Work instructions. Nothing but the lines from the one containing "Note: for every instance of the gold" to the end of the data should be returned, each exactly as written.
——
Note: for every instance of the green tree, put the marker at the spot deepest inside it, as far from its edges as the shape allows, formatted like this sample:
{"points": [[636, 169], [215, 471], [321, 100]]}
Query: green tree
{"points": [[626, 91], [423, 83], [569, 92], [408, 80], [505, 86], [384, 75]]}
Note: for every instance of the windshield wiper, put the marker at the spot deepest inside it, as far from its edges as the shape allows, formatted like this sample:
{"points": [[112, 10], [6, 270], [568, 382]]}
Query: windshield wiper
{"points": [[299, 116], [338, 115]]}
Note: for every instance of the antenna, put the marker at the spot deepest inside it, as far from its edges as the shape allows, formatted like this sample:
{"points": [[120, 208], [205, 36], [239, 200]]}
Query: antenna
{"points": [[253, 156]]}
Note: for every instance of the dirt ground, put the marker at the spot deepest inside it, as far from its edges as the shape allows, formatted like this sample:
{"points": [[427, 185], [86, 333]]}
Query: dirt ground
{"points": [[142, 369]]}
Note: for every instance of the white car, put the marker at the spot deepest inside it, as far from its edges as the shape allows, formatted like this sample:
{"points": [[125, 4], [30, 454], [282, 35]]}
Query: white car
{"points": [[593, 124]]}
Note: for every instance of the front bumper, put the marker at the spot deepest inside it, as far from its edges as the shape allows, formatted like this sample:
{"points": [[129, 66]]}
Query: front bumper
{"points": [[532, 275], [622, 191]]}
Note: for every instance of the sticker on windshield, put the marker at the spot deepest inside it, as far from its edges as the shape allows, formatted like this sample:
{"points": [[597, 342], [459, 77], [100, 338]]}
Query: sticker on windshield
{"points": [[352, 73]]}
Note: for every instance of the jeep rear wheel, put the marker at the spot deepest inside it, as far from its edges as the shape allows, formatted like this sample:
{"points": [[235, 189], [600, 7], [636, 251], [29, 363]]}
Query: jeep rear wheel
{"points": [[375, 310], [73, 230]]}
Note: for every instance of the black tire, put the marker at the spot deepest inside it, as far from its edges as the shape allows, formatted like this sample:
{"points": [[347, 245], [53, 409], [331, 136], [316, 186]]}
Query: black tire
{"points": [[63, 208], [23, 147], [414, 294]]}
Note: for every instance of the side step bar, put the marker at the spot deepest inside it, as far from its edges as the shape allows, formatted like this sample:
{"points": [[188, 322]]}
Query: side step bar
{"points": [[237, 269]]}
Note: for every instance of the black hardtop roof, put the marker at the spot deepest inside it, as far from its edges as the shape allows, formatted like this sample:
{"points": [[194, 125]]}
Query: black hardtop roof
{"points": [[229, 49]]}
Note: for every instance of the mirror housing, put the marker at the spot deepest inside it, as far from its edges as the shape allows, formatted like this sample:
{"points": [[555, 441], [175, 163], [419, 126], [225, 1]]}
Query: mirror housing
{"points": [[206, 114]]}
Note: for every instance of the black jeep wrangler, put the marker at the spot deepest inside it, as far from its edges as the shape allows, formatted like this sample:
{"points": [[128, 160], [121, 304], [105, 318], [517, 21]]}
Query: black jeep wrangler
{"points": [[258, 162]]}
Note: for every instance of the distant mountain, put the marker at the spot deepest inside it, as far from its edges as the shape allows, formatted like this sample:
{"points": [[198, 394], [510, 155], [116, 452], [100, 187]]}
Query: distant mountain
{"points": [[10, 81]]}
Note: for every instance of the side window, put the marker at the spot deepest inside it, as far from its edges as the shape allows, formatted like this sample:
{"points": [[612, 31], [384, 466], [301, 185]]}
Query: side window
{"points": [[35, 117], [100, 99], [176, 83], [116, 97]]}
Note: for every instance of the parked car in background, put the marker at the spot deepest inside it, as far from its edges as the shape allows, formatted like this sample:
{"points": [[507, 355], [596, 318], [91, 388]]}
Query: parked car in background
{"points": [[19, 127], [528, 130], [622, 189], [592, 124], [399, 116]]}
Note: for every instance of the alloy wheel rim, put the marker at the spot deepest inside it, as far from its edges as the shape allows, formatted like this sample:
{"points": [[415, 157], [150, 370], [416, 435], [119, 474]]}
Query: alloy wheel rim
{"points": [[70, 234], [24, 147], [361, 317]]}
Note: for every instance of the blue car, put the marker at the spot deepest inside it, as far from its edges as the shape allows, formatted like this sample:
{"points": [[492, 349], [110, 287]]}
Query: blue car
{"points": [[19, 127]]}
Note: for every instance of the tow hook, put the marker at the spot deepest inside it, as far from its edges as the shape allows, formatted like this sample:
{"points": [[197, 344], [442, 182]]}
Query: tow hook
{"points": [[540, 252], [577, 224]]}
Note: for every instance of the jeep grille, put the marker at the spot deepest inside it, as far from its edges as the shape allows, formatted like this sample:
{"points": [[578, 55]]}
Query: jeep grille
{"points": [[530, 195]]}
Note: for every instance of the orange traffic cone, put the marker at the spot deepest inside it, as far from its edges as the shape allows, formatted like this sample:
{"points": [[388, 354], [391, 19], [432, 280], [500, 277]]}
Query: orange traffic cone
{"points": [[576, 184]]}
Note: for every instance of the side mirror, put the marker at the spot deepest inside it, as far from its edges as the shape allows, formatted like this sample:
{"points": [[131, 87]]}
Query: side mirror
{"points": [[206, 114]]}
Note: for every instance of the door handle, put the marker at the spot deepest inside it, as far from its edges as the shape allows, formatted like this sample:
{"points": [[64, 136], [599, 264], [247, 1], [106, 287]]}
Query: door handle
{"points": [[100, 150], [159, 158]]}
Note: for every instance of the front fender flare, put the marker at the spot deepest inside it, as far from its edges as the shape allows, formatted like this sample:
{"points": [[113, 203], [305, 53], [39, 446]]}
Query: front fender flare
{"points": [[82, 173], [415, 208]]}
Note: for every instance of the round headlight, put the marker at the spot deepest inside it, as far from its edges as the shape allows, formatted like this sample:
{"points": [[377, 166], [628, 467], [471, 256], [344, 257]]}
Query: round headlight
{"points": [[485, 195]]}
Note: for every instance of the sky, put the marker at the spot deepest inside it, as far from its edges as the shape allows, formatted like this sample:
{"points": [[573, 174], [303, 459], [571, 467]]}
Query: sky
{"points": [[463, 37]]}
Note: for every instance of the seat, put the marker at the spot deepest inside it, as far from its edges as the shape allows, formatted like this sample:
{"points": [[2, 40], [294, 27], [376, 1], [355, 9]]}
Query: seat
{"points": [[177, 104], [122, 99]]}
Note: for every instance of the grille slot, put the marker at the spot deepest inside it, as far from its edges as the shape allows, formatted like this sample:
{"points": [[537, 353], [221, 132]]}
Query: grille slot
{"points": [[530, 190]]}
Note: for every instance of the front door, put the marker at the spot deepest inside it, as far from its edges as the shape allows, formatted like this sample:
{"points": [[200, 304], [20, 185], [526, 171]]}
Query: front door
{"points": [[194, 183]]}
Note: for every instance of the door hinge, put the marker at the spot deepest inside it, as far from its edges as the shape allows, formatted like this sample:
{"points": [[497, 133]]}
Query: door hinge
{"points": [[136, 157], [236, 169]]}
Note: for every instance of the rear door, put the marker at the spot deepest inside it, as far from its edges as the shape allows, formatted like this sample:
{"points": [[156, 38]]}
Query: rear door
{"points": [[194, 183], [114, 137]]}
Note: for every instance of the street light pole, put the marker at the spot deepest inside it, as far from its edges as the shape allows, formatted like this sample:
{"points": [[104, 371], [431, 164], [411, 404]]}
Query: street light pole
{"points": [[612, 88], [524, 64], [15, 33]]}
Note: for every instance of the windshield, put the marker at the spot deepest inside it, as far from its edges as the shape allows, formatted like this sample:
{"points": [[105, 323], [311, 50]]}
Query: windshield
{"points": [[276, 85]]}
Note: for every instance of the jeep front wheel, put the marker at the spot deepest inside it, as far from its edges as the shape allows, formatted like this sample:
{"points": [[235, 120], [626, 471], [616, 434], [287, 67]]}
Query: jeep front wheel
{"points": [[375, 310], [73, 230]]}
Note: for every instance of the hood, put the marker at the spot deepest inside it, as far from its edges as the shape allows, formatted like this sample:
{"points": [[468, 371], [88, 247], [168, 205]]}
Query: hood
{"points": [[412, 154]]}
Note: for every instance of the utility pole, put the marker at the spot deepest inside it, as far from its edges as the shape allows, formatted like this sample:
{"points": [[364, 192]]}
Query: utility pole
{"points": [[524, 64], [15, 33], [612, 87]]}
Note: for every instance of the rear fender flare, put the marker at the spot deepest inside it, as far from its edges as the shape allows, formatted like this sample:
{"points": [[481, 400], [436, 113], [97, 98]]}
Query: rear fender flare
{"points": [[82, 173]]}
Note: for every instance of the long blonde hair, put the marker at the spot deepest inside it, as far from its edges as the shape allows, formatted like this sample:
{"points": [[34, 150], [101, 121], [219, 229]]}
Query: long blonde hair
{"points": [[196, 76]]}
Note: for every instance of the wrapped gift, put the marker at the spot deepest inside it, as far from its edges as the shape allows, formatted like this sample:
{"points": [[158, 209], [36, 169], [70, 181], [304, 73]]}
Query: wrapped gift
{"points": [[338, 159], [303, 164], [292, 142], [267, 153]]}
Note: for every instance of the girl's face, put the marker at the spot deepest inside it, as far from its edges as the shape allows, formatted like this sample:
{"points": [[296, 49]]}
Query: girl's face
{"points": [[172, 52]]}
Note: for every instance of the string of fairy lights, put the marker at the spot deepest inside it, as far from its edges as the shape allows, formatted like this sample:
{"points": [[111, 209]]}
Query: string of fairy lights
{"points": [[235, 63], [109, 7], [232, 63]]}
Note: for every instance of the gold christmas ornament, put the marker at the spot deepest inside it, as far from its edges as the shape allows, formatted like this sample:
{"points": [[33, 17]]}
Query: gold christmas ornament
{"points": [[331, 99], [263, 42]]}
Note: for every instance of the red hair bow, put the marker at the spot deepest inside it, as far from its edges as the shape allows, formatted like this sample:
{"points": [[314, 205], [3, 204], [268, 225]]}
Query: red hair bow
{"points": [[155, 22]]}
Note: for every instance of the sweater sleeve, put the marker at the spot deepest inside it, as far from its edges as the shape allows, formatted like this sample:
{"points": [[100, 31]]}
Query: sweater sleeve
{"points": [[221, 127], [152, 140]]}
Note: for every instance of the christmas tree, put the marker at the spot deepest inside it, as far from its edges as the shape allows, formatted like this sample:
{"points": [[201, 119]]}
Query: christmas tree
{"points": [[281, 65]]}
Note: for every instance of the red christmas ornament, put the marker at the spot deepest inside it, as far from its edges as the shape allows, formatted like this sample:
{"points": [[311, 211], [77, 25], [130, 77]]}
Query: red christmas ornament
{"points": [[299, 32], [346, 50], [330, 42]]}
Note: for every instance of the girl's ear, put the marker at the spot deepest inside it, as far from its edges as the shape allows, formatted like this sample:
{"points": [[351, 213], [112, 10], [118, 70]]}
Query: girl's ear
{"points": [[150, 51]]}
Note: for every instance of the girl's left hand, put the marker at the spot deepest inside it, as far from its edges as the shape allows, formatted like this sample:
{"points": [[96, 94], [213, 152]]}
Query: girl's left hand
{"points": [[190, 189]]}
——
The output.
Note: for every instance of the gold christmas ornament, put the marker at the spot deepest inside it, as far from its edges as the shape allows, formatted like this sample:
{"points": [[33, 17]]}
Query: gold christmas ornament
{"points": [[331, 99], [263, 42]]}
Note: for every instance of the red hair bow, put the marker at the spot deepest inside it, as far from its edges as the shape allows, formatted like this sample:
{"points": [[314, 205], [3, 204], [268, 225]]}
Query: red hair bow
{"points": [[155, 22]]}
Note: for every instance of the sweater sleeve, put the marker at the spot deepest inside it, as far from its edges as the shape allows, formatted like this sample:
{"points": [[100, 31]]}
Query: sweater sleeve
{"points": [[221, 127], [152, 140]]}
Note: for every instance of the christmas tree, put the marker at the spot deepest inside it, as far from its edges as the shape allows, formatted like this sample:
{"points": [[201, 119]]}
Query: christmas tree
{"points": [[281, 65]]}
Note: for every instance of the red christmas ornament, put the marker at the spot deepest inside it, as far from its edges as the shape allows, formatted like this sample:
{"points": [[311, 211], [77, 25], [130, 77]]}
Query: red christmas ornament
{"points": [[299, 32], [346, 50], [330, 42]]}
Note: for every instance of the girl's ear, put the marker at the spot deepest inside it, as far from its edges as the shape allows, formatted like this sample:
{"points": [[351, 213], [112, 10], [118, 70]]}
Query: girl's ear
{"points": [[150, 51]]}
Note: for every instance of the girl's left hand, put the marker at the spot deepest inside it, as far from its edges as the shape allows, formatted like this sample:
{"points": [[96, 94], [213, 152]]}
Query: girl's left hand
{"points": [[190, 189]]}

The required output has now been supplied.